### Given request
The records below must be transcribed exactly. Do not include the pictures.

((

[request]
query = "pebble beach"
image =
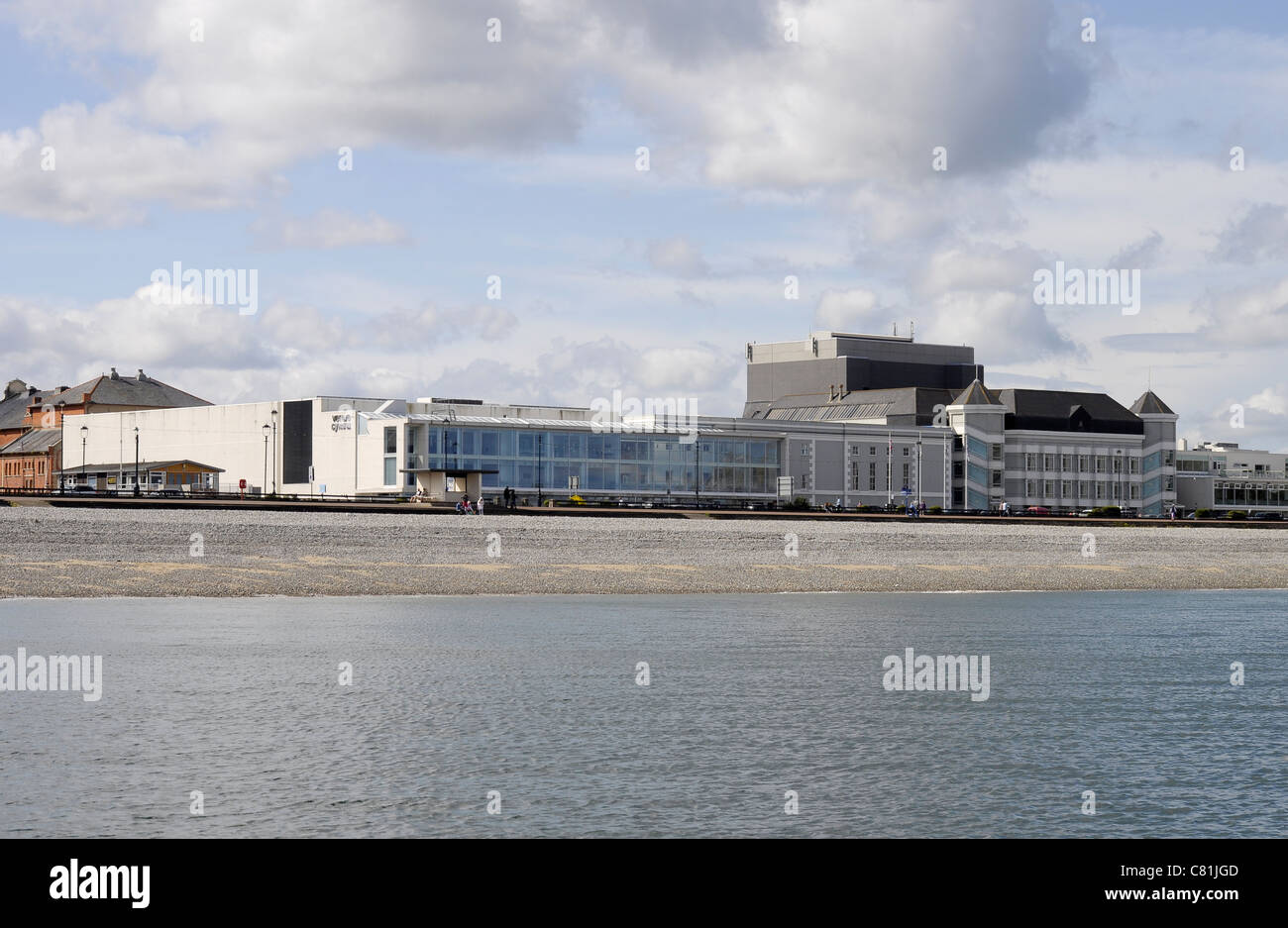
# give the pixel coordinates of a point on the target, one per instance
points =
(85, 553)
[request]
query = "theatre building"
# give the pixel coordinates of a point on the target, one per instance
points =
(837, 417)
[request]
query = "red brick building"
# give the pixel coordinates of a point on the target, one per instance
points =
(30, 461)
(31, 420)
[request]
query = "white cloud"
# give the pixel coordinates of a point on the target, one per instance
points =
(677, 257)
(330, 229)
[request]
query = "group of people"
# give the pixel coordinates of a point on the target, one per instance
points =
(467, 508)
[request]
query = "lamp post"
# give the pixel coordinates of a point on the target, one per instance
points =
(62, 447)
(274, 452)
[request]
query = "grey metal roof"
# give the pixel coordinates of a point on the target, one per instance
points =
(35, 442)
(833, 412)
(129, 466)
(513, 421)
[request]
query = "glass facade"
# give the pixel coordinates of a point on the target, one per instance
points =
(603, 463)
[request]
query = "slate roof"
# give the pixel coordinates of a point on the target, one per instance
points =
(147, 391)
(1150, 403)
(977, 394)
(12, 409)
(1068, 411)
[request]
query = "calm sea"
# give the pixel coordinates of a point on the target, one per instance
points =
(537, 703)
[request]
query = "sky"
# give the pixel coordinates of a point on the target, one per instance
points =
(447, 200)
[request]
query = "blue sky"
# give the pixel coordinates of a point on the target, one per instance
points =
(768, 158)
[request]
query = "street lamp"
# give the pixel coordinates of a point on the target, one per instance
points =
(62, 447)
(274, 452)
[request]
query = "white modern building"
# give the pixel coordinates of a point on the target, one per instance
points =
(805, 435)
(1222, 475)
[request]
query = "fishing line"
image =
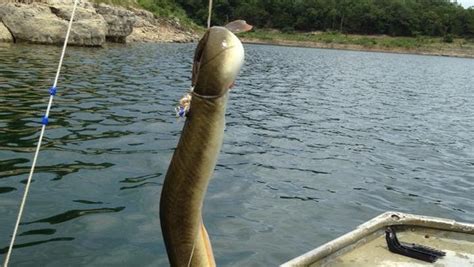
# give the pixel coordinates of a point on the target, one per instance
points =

))

### In response
[request]
query = "pebble beach"
image =
# give the pixel coordinates of a point on the target, one per instance
points =
(85, 553)
[request]
query = "theatre building"
# give the pixel coordinates of a point on the target, one per instance
points =
(837, 417)
[request]
query = "red brick building"
# give the pixel coordinates of a point on the target, one per instance
points =
(30, 461)
(31, 420)
[request]
query = "white cloud"
# give the pixel coordinates of a point on the target, one per instance
points =
(677, 257)
(330, 229)
[request]
query = "group of people"
# give the pixel coordinates of a point on the target, one per instance
points =
(467, 508)
[request]
query = "lamp post"
# give the pixel coordinates of a point on the target, one per instance
points =
(62, 447)
(274, 452)
[request]
query = "grey metal roof"
# give the pixel coordinates of a point on the target, one per instance
points =
(35, 442)
(833, 412)
(129, 466)
(513, 421)
[request]
query = "glass facade"
# give the pixel coordinates of a point on the target, one per instance
points =
(603, 463)
[request]
query = "slate roof"
# give the pixel coordinates of a point on the target, one per instance
points =
(147, 391)
(1150, 403)
(977, 394)
(12, 409)
(1068, 411)
[request]
query = "calm sea"
# give the pixel coordinates of a point on the target, one per instance
points =
(537, 703)
[request]
query = "sky"
# give the pixel coordinates of a point on the target, one per instance
points =
(447, 200)
[request]
query = "blue sky"
# give the pixel coordinates of a point on the target, one per instance
points =
(768, 158)
[request]
query = "street lamp"
# give the pixel coordinates of a point on the target, one per instance
points =
(62, 447)
(274, 452)
[request]
query = "white modern building"
# give the pixel coordinates of a point on the target, one per instance
points =
(805, 435)
(1222, 475)
[request]
query = "fishing line"
image =
# give the pixel coordinates of a point on the target, one per instance
points =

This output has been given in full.